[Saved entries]
* * * *
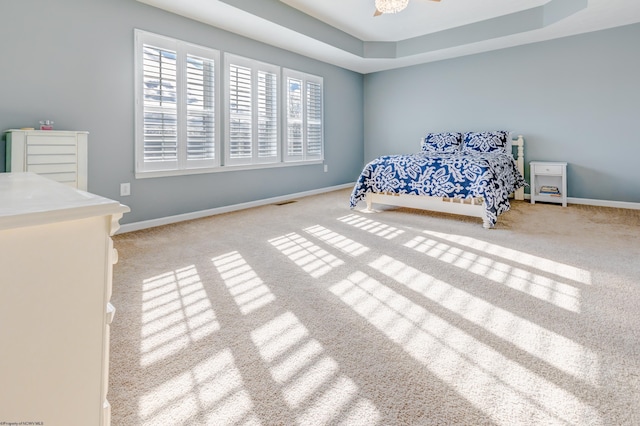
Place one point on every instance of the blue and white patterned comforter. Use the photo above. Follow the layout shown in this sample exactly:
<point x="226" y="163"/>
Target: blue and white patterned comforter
<point x="492" y="176"/>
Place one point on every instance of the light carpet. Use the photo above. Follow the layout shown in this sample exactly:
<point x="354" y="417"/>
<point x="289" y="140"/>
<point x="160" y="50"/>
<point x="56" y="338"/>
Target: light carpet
<point x="309" y="313"/>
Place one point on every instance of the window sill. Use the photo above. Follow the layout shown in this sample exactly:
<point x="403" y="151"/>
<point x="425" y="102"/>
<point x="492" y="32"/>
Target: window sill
<point x="222" y="169"/>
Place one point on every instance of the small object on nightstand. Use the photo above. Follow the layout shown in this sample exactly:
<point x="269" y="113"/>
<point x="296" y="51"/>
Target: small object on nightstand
<point x="548" y="182"/>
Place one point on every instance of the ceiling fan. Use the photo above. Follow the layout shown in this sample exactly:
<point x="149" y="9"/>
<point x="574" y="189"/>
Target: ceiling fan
<point x="391" y="6"/>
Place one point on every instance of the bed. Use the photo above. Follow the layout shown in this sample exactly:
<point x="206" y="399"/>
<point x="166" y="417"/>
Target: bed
<point x="471" y="173"/>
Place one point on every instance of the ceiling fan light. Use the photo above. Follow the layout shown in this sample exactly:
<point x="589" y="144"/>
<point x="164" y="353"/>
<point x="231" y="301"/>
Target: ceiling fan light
<point x="391" y="6"/>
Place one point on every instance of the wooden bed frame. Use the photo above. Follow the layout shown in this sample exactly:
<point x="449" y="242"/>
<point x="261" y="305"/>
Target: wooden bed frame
<point x="466" y="207"/>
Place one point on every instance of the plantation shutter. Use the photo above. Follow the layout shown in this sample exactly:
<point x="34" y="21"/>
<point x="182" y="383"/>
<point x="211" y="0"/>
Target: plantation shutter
<point x="176" y="118"/>
<point x="160" y="115"/>
<point x="294" y="119"/>
<point x="200" y="109"/>
<point x="267" y="115"/>
<point x="253" y="126"/>
<point x="314" y="120"/>
<point x="304" y="121"/>
<point x="240" y="112"/>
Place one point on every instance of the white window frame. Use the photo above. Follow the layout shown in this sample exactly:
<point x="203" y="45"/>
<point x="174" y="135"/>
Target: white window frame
<point x="255" y="68"/>
<point x="180" y="165"/>
<point x="305" y="120"/>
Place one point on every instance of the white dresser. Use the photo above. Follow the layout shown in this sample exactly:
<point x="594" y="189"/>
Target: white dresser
<point x="56" y="257"/>
<point x="58" y="155"/>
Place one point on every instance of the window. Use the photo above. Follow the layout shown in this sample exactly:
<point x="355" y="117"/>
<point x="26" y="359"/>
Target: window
<point x="252" y="111"/>
<point x="271" y="116"/>
<point x="176" y="129"/>
<point x="304" y="138"/>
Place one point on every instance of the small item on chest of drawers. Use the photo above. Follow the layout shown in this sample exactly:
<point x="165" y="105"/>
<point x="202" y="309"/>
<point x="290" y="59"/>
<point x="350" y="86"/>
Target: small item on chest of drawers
<point x="46" y="125"/>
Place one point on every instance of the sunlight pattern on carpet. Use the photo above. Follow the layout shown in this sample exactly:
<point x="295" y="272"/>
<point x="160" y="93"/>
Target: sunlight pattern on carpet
<point x="214" y="386"/>
<point x="175" y="312"/>
<point x="247" y="289"/>
<point x="377" y="228"/>
<point x="556" y="350"/>
<point x="563" y="295"/>
<point x="311" y="381"/>
<point x="495" y="384"/>
<point x="546" y="265"/>
<point x="311" y="258"/>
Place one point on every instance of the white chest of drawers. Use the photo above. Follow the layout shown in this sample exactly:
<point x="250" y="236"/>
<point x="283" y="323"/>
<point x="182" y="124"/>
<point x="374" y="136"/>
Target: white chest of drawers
<point x="56" y="257"/>
<point x="58" y="155"/>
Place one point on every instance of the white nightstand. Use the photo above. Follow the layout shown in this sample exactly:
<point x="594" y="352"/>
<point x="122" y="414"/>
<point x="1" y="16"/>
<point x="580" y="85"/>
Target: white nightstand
<point x="548" y="174"/>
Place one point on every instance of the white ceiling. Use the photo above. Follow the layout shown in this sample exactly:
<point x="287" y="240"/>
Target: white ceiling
<point x="345" y="32"/>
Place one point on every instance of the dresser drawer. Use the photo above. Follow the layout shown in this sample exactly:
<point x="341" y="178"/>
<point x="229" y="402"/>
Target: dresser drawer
<point x="546" y="169"/>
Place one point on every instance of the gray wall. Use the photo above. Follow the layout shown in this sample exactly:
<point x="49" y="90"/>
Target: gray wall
<point x="71" y="61"/>
<point x="575" y="99"/>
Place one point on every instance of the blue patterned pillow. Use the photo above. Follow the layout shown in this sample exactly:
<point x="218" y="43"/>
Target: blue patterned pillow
<point x="441" y="143"/>
<point x="485" y="141"/>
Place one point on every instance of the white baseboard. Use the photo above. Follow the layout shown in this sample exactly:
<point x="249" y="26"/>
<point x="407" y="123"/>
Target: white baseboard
<point x="136" y="226"/>
<point x="599" y="203"/>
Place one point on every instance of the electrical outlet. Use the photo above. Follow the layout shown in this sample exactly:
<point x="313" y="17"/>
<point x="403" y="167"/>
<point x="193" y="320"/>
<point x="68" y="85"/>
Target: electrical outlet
<point x="125" y="189"/>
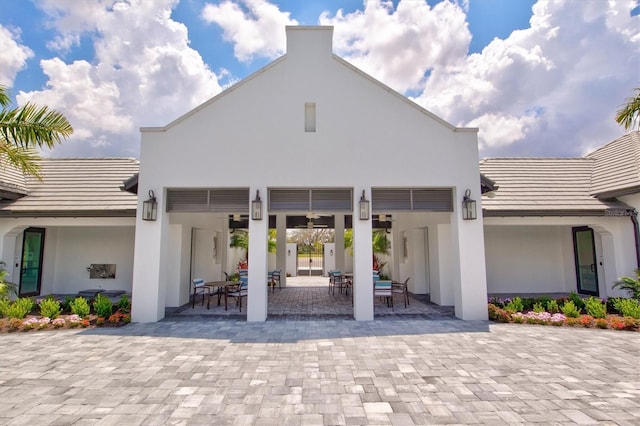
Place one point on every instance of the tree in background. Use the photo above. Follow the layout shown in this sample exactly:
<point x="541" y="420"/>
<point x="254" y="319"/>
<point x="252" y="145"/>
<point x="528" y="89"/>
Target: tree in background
<point x="240" y="239"/>
<point x="25" y="128"/>
<point x="380" y="245"/>
<point x="629" y="115"/>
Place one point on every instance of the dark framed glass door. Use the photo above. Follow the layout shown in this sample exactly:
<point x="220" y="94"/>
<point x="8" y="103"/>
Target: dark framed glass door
<point x="585" y="257"/>
<point x="31" y="269"/>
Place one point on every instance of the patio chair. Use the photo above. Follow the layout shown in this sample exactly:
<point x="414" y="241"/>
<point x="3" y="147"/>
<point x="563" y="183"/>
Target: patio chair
<point x="276" y="279"/>
<point x="401" y="288"/>
<point x="336" y="279"/>
<point x="383" y="289"/>
<point x="200" y="287"/>
<point x="238" y="291"/>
* * * *
The data is to be restated word for word, with any pictures set aside.

=== Reply to the exercise ===
Place one point on every instance of the blue and white patterned comforter. Use the photo above. Follow the layout shown in this sample exactly:
<point x="226" y="163"/>
Target: blue and white patterned comforter
<point x="492" y="176"/>
Place one point on every instance of the light carpet. Use the photo above. Follow the layout shown in this sample exactly:
<point x="354" y="417"/>
<point x="289" y="140"/>
<point x="160" y="50"/>
<point x="56" y="338"/>
Target: light carpet
<point x="309" y="313"/>
Place one point on every instance of the window sill. Use the photo above. Follow the layout shown in this sample exactly:
<point x="403" y="151"/>
<point x="425" y="102"/>
<point x="492" y="32"/>
Target: window sill
<point x="222" y="169"/>
Place one point on every instance of the small object on nightstand. Use the photo above. Follow the layout shown in this sample exactly:
<point x="269" y="113"/>
<point x="296" y="51"/>
Target: small object on nightstand
<point x="548" y="182"/>
Place one point on every instance of the ceiling fan. Use the photo above. Follow the layout shown in this sample exactly:
<point x="149" y="9"/>
<point x="574" y="189"/>
Target: ceiling fan
<point x="391" y="6"/>
Place one point on every instance of the bed. Use the photo above. Follow the layout shown in this sample exactly:
<point x="206" y="399"/>
<point x="166" y="417"/>
Target: bed
<point x="471" y="173"/>
Place one point on every instance of the ceiling fan light. Use the photo above. Follow the layout shown in this sample exactly:
<point x="589" y="144"/>
<point x="164" y="353"/>
<point x="231" y="301"/>
Target: ceiling fan light
<point x="391" y="6"/>
Place one point on every instance of the wooden bed frame. Use the photo above. Follow the layout shown in this sample exactly:
<point x="449" y="242"/>
<point x="261" y="305"/>
Target: wooden bed frame
<point x="466" y="207"/>
Place one point on every instance of the plantation shutter. Use the photo above. Follow the layout shown in this sample exactly:
<point x="34" y="21"/>
<point x="182" y="383"/>
<point x="211" y="0"/>
Target: plantation shutter
<point x="176" y="118"/>
<point x="160" y="115"/>
<point x="294" y="119"/>
<point x="200" y="109"/>
<point x="267" y="115"/>
<point x="253" y="126"/>
<point x="314" y="120"/>
<point x="304" y="121"/>
<point x="240" y="112"/>
Place one point on every instance of the white window frame. Use the photo above. Follow the layout shown in this sample exactly:
<point x="203" y="45"/>
<point x="174" y="135"/>
Target: white window frame
<point x="255" y="68"/>
<point x="180" y="165"/>
<point x="305" y="120"/>
Place one point on every instance of the white dresser. Use the photo above. Follow the layout shown in this sample exactly:
<point x="594" y="189"/>
Target: white dresser
<point x="56" y="257"/>
<point x="58" y="155"/>
Place one point on every instance of the window. Use the photo above. Follow the layout shown in this sample exactly:
<point x="355" y="117"/>
<point x="26" y="359"/>
Target: window
<point x="252" y="111"/>
<point x="271" y="116"/>
<point x="176" y="129"/>
<point x="304" y="138"/>
Place one point on every instance of the small item on chest of drawers. Use the photo above. Follow the layout shown in this sample exactly:
<point x="165" y="105"/>
<point x="202" y="309"/>
<point x="290" y="59"/>
<point x="350" y="86"/>
Target: small item on chest of drawers
<point x="46" y="125"/>
Place one point on every instance of the sunlight pattern on carpet. Use the photo above. Follow the layout shown in this sample exactly:
<point x="295" y="272"/>
<point x="160" y="93"/>
Target: sunlight pattern on carpet
<point x="214" y="386"/>
<point x="175" y="312"/>
<point x="247" y="289"/>
<point x="377" y="228"/>
<point x="556" y="350"/>
<point x="563" y="295"/>
<point x="311" y="381"/>
<point x="495" y="384"/>
<point x="546" y="265"/>
<point x="311" y="258"/>
Place one point on every instance of the white chest of drawers. Use the photo above. Follow the layout shown in this sample exactly:
<point x="250" y="236"/>
<point x="283" y="323"/>
<point x="182" y="124"/>
<point x="374" y="136"/>
Target: white chest of drawers
<point x="56" y="257"/>
<point x="58" y="155"/>
Place one point on every instance of the white nightstand. Use the photo above. Follow the layout shown in this sample exactly:
<point x="594" y="352"/>
<point x="122" y="414"/>
<point x="1" y="16"/>
<point x="580" y="85"/>
Target: white nightstand
<point x="548" y="174"/>
Place one point on every instance of the white ceiling. Use the photo above. Follow the layout shown in this sample exactly:
<point x="287" y="240"/>
Target: white ceiling
<point x="345" y="32"/>
Place one point on every instance of the dresser drawer. Use the photo above. Follow the layout shown in this sample exactly:
<point x="341" y="178"/>
<point x="229" y="402"/>
Target: dresser drawer
<point x="546" y="169"/>
Place one point on every instance of the gray wall. Use the photo above. Follow the layout shown in this sample exactly:
<point x="49" y="90"/>
Target: gray wall
<point x="71" y="61"/>
<point x="575" y="99"/>
Place one point on every instance of the blue patterned pillow. Use the photo above. Follow the layout shown in this sample exactly:
<point x="218" y="43"/>
Target: blue patterned pillow
<point x="441" y="143"/>
<point x="485" y="141"/>
Place one point on every instance of the white baseboard. Use the photo above. Follow the layout shown in this sample exactly:
<point x="249" y="26"/>
<point x="407" y="123"/>
Target: white baseboard
<point x="136" y="226"/>
<point x="599" y="203"/>
Place one point on every instance of the electrical outlet. Use the photo above. Follow the layout shown in this sample exactly:
<point x="313" y="17"/>
<point x="403" y="167"/>
<point x="193" y="320"/>
<point x="68" y="85"/>
Target: electrical outlet
<point x="125" y="189"/>
Place one point on every instance of the tree in background. Use the photo above. Follow the layout shown in this sample exactly:
<point x="541" y="420"/>
<point x="254" y="319"/>
<point x="252" y="145"/>
<point x="528" y="89"/>
Target: tree in background
<point x="240" y="239"/>
<point x="25" y="128"/>
<point x="380" y="245"/>
<point x="629" y="115"/>
Place one point on every instance of the dark framed glass door. Use the photo above. Follow the layout shown in this sample exactly:
<point x="220" y="94"/>
<point x="8" y="103"/>
Target: dark framed glass door
<point x="585" y="257"/>
<point x="31" y="269"/>
Place one point on every instance of the patio chair. Use the photo above. Follow the layout shown in this sample exactly:
<point x="414" y="241"/>
<point x="3" y="147"/>
<point x="563" y="183"/>
Target: patio chair
<point x="276" y="279"/>
<point x="401" y="288"/>
<point x="336" y="279"/>
<point x="383" y="289"/>
<point x="200" y="287"/>
<point x="238" y="291"/>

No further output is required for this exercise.